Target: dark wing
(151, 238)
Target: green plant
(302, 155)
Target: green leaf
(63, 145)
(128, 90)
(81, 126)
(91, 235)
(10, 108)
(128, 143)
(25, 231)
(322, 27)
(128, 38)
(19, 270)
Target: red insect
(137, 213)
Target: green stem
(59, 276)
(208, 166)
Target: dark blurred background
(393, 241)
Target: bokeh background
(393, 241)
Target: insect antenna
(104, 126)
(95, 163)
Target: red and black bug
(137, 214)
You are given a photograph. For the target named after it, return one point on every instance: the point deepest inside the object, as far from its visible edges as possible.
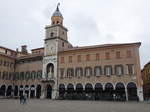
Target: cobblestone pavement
(72, 106)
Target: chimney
(24, 49)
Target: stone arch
(61, 91)
(98, 90)
(2, 90)
(88, 71)
(9, 90)
(38, 91)
(70, 91)
(132, 91)
(89, 91)
(16, 90)
(109, 91)
(50, 70)
(120, 92)
(32, 91)
(27, 90)
(21, 89)
(49, 91)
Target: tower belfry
(57, 17)
(55, 41)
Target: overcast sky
(89, 22)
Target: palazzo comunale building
(60, 71)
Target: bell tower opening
(57, 18)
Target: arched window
(70, 72)
(97, 71)
(108, 70)
(88, 71)
(79, 72)
(119, 70)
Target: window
(107, 56)
(79, 58)
(62, 60)
(87, 57)
(108, 70)
(119, 70)
(131, 69)
(97, 71)
(61, 73)
(118, 55)
(79, 72)
(129, 55)
(88, 71)
(97, 56)
(70, 59)
(70, 72)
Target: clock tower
(55, 40)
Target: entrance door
(49, 91)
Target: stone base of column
(140, 93)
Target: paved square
(72, 106)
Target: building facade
(60, 71)
(146, 81)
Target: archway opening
(79, 92)
(21, 90)
(9, 91)
(50, 70)
(70, 91)
(38, 91)
(49, 91)
(132, 91)
(32, 91)
(27, 90)
(98, 91)
(89, 91)
(61, 91)
(2, 90)
(120, 92)
(108, 93)
(16, 91)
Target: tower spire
(57, 17)
(57, 9)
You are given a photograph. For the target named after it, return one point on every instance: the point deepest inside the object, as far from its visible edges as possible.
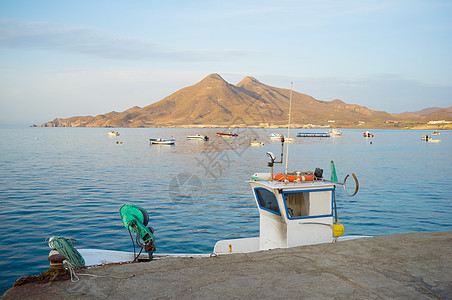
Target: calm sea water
(72, 182)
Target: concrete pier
(404, 266)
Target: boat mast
(288, 131)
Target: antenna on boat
(288, 131)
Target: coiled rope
(66, 247)
(74, 277)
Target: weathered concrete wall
(408, 266)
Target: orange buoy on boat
(298, 177)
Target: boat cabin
(291, 214)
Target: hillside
(214, 102)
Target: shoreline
(416, 127)
(410, 265)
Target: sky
(72, 58)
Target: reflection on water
(72, 182)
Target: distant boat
(161, 141)
(113, 133)
(198, 137)
(226, 134)
(313, 134)
(275, 136)
(335, 132)
(426, 138)
(368, 134)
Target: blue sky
(68, 58)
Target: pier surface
(403, 266)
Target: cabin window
(267, 200)
(313, 203)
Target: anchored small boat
(161, 141)
(226, 134)
(113, 133)
(368, 134)
(198, 137)
(335, 132)
(313, 134)
(427, 138)
(275, 136)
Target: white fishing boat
(113, 133)
(161, 141)
(335, 132)
(368, 134)
(275, 136)
(198, 137)
(427, 138)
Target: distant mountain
(214, 102)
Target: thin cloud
(91, 42)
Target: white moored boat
(275, 136)
(161, 141)
(198, 137)
(335, 132)
(113, 133)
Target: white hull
(96, 257)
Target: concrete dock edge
(409, 266)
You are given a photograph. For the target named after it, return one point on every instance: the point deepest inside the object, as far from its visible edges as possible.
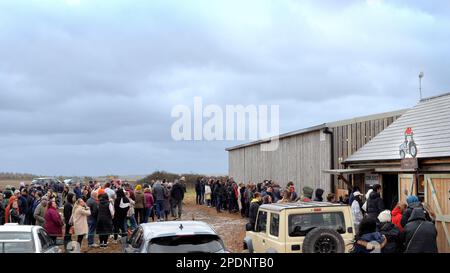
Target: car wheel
(323, 240)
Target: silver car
(16, 238)
(174, 237)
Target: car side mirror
(59, 242)
(248, 227)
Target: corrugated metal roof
(430, 123)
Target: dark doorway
(390, 190)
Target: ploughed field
(230, 227)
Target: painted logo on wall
(408, 146)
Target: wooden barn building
(303, 154)
(411, 156)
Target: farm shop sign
(409, 163)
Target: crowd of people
(409, 227)
(108, 210)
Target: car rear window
(301, 224)
(186, 244)
(16, 242)
(274, 224)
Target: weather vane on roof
(420, 83)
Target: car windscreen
(186, 244)
(301, 224)
(16, 242)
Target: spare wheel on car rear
(323, 240)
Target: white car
(16, 238)
(174, 237)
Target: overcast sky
(87, 86)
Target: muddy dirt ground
(230, 227)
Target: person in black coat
(318, 194)
(2, 210)
(419, 235)
(413, 202)
(121, 207)
(242, 189)
(375, 204)
(197, 191)
(219, 192)
(104, 220)
(390, 231)
(177, 194)
(254, 206)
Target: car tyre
(323, 240)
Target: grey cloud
(90, 88)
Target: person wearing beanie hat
(390, 231)
(411, 199)
(139, 206)
(356, 209)
(384, 216)
(413, 202)
(319, 193)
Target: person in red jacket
(397, 213)
(53, 221)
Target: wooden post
(438, 209)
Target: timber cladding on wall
(299, 158)
(349, 136)
(303, 154)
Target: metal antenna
(420, 84)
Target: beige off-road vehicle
(302, 227)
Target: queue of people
(108, 210)
(408, 228)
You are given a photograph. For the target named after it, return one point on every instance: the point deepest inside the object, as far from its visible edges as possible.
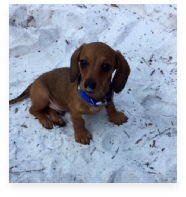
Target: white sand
(142, 150)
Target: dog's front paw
(118, 118)
(83, 137)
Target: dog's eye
(106, 67)
(83, 63)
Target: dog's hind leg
(39, 95)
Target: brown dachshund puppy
(84, 88)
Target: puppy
(84, 88)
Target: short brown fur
(59, 88)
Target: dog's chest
(93, 109)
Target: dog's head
(96, 62)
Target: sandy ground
(43, 37)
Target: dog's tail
(22, 96)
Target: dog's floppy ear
(74, 68)
(122, 73)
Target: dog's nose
(90, 85)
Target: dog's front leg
(81, 133)
(115, 116)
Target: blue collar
(92, 101)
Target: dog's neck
(92, 101)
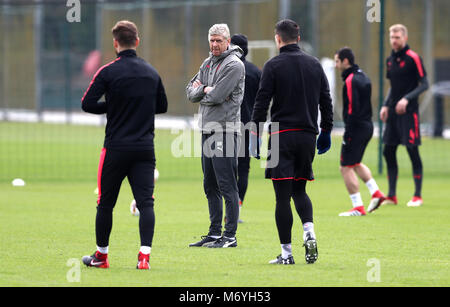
○ ○ ○ ○ ○ ○ ○
- **PROBLEM DETAILS**:
When you retype the records, keep every word exactly as written and exclude the pictures.

- **SOLUTION BELOW**:
Target: dark wing
(151, 238)
Target: green plant
(302, 155)
Target: green leaf
(63, 145)
(128, 90)
(81, 126)
(91, 235)
(10, 108)
(128, 143)
(25, 231)
(322, 27)
(128, 38)
(19, 270)
Target: red insect
(137, 213)
Target: green stem
(59, 276)
(208, 166)
Target: dark blurred background
(393, 241)
Target: bokeh background
(393, 241)
Target: insect antenna
(104, 126)
(95, 163)
Target: red and black bug
(137, 214)
You are given a photograph. For the target named after it, return one point on every instance: the point deepest inside the object, as far from its visible edges as possible.
Target: cobblestone pavement
(72, 106)
Target: chimney
(24, 49)
Target: stone arch
(61, 91)
(98, 90)
(2, 90)
(88, 71)
(9, 90)
(38, 91)
(70, 91)
(132, 91)
(89, 91)
(16, 90)
(109, 91)
(50, 70)
(120, 92)
(32, 91)
(27, 90)
(21, 89)
(49, 91)
Target: tower belfry
(57, 17)
(55, 41)
Target: overcast sky
(89, 22)
Target: palazzo comunale building
(60, 71)
Target: bell tower opening
(57, 18)
Target: arched window
(70, 72)
(97, 71)
(108, 70)
(88, 71)
(79, 72)
(119, 70)
Target: window
(107, 56)
(79, 58)
(62, 60)
(87, 57)
(108, 70)
(119, 70)
(131, 69)
(97, 71)
(61, 73)
(118, 55)
(79, 72)
(129, 55)
(88, 71)
(97, 56)
(70, 59)
(70, 72)
Target: clock tower
(55, 40)
Target: entrance door
(49, 91)
Target: stone base of column
(140, 93)
Target: paved square
(72, 106)
Target: building facade
(60, 71)
(146, 81)
Target: archway opening
(79, 92)
(21, 90)
(9, 91)
(50, 70)
(70, 91)
(38, 91)
(49, 91)
(132, 91)
(32, 91)
(27, 90)
(98, 91)
(89, 91)
(61, 91)
(2, 90)
(120, 92)
(108, 93)
(16, 91)
Target: tower spire
(57, 17)
(57, 9)
You are given a photograph. For the target named after it, return one point on every instance: the point deepest inside the object, as far from its visible edges as possible.
Target: calm sea water
(72, 182)
Target: concrete pier
(404, 266)
Target: boat mast
(288, 131)
Target: antenna on boat
(288, 131)
Target: coiled rope
(66, 247)
(74, 277)
Target: weathered concrete wall
(408, 266)
Target: orange buoy on boat
(298, 177)
Target: boat cabin
(291, 214)
Target: hillside
(214, 102)
Target: shoreline
(416, 127)
(410, 265)
Target: sky
(72, 58)
Target: reflection on water
(72, 182)
Target: distant boat
(161, 141)
(113, 133)
(198, 137)
(226, 134)
(313, 134)
(275, 136)
(335, 132)
(426, 138)
(368, 134)
Target: blue sky
(68, 58)
Target: pier surface
(403, 266)
Target: cabin window
(267, 200)
(313, 203)
Target: anchored small boat
(161, 141)
(226, 134)
(113, 133)
(368, 134)
(198, 137)
(335, 132)
(313, 134)
(427, 138)
(275, 136)
Target: white fishing boat
(113, 133)
(161, 141)
(335, 132)
(368, 134)
(275, 136)
(198, 137)
(427, 138)
Target: distant mountain
(214, 102)
Target: thin cloud
(91, 42)
Target: white moored boat
(275, 136)
(161, 141)
(198, 137)
(335, 132)
(113, 133)
Target: white hull
(96, 257)
Target: concrete dock edge
(409, 266)
You are given a photograph. For the target named after it, return one point on every instance: the point deepest inside the object, as far from its visible edges as possible.
Target: car wheel
(323, 240)
Target: silver car
(16, 238)
(174, 237)
Target: car side mirror
(59, 242)
(248, 227)
Target: corrugated metal roof
(430, 123)
Target: dark doorway
(390, 190)
Target: ploughed field
(230, 227)
Target: painted logo on wall
(408, 146)
Target: wooden barn building
(303, 154)
(411, 156)
Target: farm shop sign
(409, 163)
Target: crowd of people
(409, 227)
(108, 210)
Target: car rear window
(301, 224)
(186, 244)
(16, 242)
(274, 224)
Target: weather vane on roof
(420, 83)
Target: car windscreen
(186, 244)
(301, 224)
(16, 242)
Target: spare wheel on car rear
(323, 240)
Target: white car
(16, 238)
(174, 237)
Target: overcast sky
(87, 86)
Target: muddy dirt ground
(230, 227)
Target: person in black coat
(318, 194)
(2, 210)
(419, 235)
(413, 202)
(121, 207)
(242, 189)
(375, 204)
(197, 191)
(219, 192)
(104, 220)
(390, 231)
(177, 194)
(254, 206)
Target: car tyre
(323, 240)
Target: grey cloud
(90, 88)
Target: person wearing beanie hat
(390, 231)
(411, 199)
(139, 206)
(356, 209)
(384, 216)
(413, 202)
(319, 193)
Target: person in red jacket
(397, 213)
(53, 221)
Target: wooden post
(438, 209)
Target: timber cladding on wall
(299, 158)
(349, 136)
(303, 154)
Target: metal antenna
(420, 84)
Target: beige off-road vehicle
(302, 227)
Target: queue of people
(108, 210)
(408, 228)
You are given a photograph. For the target named after it, return one point on every instance: the point deepest inside the object, as far from its visible edges as possible.
Target: white sand
(142, 150)
Target: dog's front paw
(118, 118)
(83, 137)
Target: dog's eye
(106, 67)
(83, 63)
Target: dog's hind leg
(39, 95)
Target: brown dachshund puppy
(84, 88)
Target: puppy
(84, 88)
Target: short brown fur
(59, 88)
Target: dog's chest
(93, 109)
Target: dog's head
(96, 62)
Target: sandy ground
(43, 37)
Target: dog's tail
(22, 96)
Target: dog's floppy ear
(74, 68)
(122, 73)
Target: dog's nose
(90, 85)
Target: dog's front leg
(81, 133)
(115, 116)
Target: blue collar
(92, 101)
Target: dog's neck
(92, 101)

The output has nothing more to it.